PROBLEM: List every line in the material below that contains the word "statue", and copy each of those lines in full.
** Start of THE RECORDS **
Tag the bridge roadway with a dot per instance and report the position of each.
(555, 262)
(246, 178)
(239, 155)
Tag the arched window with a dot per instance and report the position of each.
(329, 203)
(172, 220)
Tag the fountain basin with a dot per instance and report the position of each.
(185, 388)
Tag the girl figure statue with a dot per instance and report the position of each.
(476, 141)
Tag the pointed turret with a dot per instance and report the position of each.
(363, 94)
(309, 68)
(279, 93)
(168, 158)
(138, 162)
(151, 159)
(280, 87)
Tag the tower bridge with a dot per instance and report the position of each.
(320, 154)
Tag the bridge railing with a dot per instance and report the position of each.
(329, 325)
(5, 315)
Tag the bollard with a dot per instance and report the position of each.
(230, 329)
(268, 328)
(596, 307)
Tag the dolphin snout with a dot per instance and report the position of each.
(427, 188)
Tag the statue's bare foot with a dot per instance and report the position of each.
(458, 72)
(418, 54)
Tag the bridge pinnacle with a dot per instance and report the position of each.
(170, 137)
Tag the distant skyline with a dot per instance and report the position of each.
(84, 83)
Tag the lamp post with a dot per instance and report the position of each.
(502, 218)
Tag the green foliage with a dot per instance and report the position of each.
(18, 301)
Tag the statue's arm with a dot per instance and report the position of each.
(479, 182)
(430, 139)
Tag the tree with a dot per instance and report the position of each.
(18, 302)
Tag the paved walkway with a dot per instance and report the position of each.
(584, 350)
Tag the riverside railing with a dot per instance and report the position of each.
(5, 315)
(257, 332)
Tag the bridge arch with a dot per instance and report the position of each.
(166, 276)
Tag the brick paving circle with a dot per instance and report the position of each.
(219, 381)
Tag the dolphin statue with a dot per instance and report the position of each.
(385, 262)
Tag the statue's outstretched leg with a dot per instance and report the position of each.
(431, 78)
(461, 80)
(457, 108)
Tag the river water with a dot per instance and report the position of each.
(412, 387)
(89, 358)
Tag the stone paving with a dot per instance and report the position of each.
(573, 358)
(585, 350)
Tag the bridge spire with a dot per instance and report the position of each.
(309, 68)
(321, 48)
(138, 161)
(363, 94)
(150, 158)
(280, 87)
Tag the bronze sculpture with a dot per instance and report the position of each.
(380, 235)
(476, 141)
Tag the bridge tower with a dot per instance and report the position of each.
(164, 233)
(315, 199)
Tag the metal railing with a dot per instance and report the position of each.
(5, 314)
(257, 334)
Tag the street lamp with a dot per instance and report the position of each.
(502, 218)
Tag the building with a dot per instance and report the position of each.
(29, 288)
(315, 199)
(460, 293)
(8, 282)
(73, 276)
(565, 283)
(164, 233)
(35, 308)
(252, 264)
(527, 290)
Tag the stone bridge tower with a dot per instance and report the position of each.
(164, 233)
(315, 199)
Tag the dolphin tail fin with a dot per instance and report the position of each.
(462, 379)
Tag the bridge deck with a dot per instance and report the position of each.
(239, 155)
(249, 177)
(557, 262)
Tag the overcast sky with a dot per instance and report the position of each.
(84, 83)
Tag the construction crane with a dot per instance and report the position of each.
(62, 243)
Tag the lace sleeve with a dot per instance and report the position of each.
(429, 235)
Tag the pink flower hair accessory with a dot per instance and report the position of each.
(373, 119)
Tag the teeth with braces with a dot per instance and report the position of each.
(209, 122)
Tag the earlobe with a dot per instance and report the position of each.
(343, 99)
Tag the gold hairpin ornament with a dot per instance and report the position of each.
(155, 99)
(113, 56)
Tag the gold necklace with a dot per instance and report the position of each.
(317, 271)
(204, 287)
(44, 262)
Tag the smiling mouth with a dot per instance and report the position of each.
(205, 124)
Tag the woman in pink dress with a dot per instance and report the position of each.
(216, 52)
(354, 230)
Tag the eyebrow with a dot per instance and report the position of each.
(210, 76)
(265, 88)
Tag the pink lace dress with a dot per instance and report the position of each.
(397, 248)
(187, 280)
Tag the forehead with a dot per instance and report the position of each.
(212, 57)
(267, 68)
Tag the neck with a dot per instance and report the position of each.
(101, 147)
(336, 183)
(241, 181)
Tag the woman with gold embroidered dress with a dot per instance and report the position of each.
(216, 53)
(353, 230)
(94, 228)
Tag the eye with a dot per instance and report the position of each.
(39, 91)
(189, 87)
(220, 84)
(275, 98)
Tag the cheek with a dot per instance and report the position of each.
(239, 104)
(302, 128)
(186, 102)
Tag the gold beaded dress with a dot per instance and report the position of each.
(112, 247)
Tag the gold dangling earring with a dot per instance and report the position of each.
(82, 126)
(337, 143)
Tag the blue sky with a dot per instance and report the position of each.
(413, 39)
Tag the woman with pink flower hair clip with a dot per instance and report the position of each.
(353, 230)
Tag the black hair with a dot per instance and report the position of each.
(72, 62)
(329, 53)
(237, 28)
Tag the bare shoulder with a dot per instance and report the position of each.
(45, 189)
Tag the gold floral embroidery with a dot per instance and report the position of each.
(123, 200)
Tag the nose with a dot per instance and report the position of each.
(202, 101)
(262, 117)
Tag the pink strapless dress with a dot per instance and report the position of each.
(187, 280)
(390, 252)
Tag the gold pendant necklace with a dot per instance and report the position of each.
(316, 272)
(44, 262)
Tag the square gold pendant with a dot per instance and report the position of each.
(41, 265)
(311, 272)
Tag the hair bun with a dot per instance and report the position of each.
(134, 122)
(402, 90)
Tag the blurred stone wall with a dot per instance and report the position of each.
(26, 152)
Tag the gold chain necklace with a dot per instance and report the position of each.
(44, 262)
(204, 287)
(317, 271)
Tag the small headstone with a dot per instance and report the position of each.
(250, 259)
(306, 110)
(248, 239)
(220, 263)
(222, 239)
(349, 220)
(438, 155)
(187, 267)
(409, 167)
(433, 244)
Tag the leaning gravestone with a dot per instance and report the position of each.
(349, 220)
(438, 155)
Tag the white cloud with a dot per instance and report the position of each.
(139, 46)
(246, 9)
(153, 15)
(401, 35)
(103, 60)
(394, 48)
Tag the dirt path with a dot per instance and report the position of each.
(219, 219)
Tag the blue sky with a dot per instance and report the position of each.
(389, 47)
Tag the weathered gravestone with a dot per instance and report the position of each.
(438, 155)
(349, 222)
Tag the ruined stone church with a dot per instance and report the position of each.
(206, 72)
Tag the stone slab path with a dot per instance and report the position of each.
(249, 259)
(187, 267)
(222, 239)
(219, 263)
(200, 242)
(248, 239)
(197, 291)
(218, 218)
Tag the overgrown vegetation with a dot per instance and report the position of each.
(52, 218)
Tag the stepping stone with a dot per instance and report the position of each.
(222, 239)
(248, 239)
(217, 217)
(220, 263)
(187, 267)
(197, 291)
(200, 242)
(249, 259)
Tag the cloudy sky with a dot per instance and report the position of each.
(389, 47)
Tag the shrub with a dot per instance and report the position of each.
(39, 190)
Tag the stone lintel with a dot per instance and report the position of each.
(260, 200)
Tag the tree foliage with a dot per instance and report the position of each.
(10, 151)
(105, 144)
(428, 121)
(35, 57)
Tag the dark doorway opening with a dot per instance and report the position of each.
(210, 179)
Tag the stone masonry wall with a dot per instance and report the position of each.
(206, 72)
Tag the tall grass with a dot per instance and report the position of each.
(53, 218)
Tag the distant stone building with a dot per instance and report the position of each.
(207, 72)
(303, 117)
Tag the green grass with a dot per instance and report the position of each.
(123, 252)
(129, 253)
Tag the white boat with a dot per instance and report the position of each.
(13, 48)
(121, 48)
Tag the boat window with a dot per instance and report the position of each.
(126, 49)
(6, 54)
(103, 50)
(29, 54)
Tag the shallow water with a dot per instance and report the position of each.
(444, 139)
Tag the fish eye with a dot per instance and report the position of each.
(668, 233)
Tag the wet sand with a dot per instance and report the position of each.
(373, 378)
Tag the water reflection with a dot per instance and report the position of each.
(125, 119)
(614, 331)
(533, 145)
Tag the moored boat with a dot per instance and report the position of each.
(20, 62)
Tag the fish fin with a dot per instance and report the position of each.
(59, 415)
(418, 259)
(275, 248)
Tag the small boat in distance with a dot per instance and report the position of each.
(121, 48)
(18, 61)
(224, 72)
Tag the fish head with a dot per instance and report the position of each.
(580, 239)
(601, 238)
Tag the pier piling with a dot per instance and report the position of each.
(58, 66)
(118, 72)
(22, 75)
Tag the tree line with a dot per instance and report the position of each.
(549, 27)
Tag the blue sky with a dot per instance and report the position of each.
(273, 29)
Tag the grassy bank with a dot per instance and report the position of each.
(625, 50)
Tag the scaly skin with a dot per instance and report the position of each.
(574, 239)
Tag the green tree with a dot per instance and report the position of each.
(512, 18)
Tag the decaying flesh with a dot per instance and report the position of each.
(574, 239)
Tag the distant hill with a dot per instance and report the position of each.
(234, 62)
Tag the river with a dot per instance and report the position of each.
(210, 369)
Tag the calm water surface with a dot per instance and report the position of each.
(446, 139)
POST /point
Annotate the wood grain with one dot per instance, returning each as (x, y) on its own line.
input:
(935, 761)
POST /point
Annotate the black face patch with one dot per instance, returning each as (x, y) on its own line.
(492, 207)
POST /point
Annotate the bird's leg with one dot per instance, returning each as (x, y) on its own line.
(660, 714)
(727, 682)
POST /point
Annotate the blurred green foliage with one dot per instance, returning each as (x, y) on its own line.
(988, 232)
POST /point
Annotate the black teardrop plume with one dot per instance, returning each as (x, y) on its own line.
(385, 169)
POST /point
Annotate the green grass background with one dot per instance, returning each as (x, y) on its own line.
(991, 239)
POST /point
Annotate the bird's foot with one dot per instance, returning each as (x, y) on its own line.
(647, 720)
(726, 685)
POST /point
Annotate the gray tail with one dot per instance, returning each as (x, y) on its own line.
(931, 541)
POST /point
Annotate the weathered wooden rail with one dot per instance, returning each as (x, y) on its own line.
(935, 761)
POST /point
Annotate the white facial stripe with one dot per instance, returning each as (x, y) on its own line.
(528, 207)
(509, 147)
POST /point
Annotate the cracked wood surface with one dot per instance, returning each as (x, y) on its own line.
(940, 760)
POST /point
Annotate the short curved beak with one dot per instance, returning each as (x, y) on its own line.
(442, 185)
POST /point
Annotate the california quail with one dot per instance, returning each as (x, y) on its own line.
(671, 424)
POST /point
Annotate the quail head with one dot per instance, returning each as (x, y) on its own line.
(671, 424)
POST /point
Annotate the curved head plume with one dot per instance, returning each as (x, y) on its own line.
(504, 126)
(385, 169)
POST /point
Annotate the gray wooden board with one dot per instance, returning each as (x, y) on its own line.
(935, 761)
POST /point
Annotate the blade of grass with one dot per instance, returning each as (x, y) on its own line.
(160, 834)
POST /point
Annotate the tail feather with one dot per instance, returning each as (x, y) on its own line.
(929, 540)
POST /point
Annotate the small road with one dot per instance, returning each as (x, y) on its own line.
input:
** End of THE RECORDS **
REPLY:
Tag the girl figure statue with a dot per instance and report the position of each.
Tag the statue's bare foot with a dot per instance and report the position of each.
Tag the statue's arm with a dot per instance and report the position of each.
Tag the dolphin statue with a dot per instance and report the position of each.
Tag the statue's outstretched leg with a dot per instance and report the position of each.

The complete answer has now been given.